WORK ITEM ::
Report how many lines in the listing below include the word "positive". Write nothing besides the number.

INPUT RECORDS ::

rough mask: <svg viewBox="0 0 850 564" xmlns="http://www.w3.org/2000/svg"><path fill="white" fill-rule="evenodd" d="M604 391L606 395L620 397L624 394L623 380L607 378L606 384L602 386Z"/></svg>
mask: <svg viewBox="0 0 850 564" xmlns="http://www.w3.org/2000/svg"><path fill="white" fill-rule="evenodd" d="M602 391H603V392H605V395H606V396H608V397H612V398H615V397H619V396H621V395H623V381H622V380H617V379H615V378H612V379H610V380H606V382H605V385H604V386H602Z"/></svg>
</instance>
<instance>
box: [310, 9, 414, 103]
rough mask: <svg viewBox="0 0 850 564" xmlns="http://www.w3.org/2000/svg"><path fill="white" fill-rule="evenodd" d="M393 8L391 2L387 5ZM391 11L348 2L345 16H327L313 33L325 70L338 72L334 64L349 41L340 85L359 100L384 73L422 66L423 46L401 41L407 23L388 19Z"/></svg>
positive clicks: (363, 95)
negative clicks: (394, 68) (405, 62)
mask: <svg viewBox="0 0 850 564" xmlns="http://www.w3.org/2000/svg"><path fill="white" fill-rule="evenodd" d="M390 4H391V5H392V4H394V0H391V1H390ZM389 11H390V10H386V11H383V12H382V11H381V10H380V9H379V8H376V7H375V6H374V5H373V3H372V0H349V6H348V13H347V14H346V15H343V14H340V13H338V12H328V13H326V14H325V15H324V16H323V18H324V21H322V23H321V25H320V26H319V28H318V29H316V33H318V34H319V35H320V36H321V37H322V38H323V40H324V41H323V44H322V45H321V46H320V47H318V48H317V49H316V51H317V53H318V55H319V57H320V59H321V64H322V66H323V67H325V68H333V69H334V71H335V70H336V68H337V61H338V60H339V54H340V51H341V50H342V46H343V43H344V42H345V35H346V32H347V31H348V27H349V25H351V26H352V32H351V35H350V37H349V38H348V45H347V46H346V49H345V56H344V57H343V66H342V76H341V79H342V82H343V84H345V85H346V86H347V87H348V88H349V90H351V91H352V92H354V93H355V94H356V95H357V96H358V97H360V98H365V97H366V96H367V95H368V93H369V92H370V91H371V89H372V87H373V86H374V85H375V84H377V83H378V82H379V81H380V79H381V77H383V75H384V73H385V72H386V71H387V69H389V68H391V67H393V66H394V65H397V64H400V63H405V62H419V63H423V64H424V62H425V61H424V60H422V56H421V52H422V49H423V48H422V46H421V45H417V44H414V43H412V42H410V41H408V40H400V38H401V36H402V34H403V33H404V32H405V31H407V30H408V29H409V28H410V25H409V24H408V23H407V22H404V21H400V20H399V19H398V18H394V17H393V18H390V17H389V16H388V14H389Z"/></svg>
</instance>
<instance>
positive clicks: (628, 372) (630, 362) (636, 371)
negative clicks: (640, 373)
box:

EXERCISE RESULT ::
2